▶ [TEXTE FOURNI]:
C'est alors que M. Minard, ingénieur général des ponts et chaussées, dont la brillante carrière s'était en grande partie développée à Cherbourg, où il fut longtemps directeur des travaux maritimes de la marine, présenta un projet dans l'anse des Mielles, où se trouvait révisée de la façon la plus large l'extension des services transatlantiques en m^me temps qu'étaient prévues et ménagées les plus vastes possibilités d'un port commercial pour l'avenir.

Présenté à l'Association française pour le développement des travaux publics, dans sa séance du 1er février 1919, par M. Jean Hersent, le projet Minard fut l'objet d'un vœu transmis aux pouvoirs publics sous la signature de M. Millerand, alors président de cette association. Étudié et mis au point par par le sus-nommé, puis par le comité des ports en eau profonde, institués au ministère des travaux publics, il avait été aussitôt adopté par la Chambre de commerce de Cherbourg.

La première phase du plan d'exécution envisagé pour une période de quinze à vingt ans, comporte :
En première ligne
1° Un môle adossé à la grande jetée de l'avant-port actuel et dépassant celle-ci de 220 mètres vers le nord ;
2° L'établissement sur la face est de ce môle, sur une longueur de 600 mètres, de six postes d'accostage pour les transbordeurs ;
3° L'édification d'une gare maritime munie de tous les perfectionnements que peuvent offrir la science et le confort modernes ;
4° Une jetée-abri d'une longueur de 1 000 mètres environ, enracinée aux Flamands, et ménageant entre son extrémité et celle de la jetée du Homet une passe de 500 mètres.

▶ [LISTE DES ENTRÉES]:

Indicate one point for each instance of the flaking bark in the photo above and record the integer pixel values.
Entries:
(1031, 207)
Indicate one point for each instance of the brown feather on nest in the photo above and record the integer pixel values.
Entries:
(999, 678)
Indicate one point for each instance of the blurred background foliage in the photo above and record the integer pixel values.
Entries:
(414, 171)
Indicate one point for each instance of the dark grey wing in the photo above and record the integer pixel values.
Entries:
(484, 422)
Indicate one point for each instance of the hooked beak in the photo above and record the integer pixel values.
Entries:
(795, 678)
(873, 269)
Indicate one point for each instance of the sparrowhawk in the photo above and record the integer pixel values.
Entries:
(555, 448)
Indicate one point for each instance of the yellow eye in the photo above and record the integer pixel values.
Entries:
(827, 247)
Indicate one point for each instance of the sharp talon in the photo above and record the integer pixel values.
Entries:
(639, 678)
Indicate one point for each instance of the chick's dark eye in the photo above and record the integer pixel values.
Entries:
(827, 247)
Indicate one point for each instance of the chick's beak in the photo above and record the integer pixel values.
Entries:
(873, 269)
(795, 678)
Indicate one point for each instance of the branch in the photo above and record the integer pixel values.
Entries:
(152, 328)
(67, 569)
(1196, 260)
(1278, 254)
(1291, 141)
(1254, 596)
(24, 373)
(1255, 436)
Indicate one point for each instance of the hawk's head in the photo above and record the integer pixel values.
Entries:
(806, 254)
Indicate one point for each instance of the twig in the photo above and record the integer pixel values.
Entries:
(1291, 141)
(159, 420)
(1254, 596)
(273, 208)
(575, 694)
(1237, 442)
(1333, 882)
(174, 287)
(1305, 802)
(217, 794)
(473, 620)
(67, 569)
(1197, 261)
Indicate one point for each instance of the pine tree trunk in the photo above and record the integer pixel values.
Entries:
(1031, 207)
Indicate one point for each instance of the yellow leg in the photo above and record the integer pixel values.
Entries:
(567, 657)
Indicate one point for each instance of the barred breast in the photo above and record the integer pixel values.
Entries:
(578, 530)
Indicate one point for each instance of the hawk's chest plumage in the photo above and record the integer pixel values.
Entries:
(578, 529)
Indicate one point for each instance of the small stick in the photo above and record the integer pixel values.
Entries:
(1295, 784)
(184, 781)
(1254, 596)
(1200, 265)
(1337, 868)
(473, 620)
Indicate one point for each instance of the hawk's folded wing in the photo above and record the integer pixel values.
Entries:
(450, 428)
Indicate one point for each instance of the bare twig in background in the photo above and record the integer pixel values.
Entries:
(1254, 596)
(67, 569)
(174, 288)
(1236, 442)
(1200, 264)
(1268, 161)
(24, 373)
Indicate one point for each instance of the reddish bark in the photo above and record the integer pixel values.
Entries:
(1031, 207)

▶ [CONSIGNE]:
Recopiez fidèlement le passage du texte fourni qui commence par les mots « C'est alors que » et s'achève sur les mots « commercial pour l'avenir. ». Appuyez-vous uniquement sur le texte fourni, sans tenir compte des entrées.

▶ [RÉPONSE]:
C'est alors que M. Minard, ingénieur général des ponts et chaussées, dont la brillante carrière s'était en grande partie développée à Cherbourg, où il fut longtemps directeur des travaux maritimes de la marine, présenta un projet dans l'anse des Mielles, où se trouvait révisée de la façon la plus large l'extension des services transatlantiques en m^me temps qu'étaient prévues et ménagées les plus vastes possibilités d'un port commercial pour l'avenir.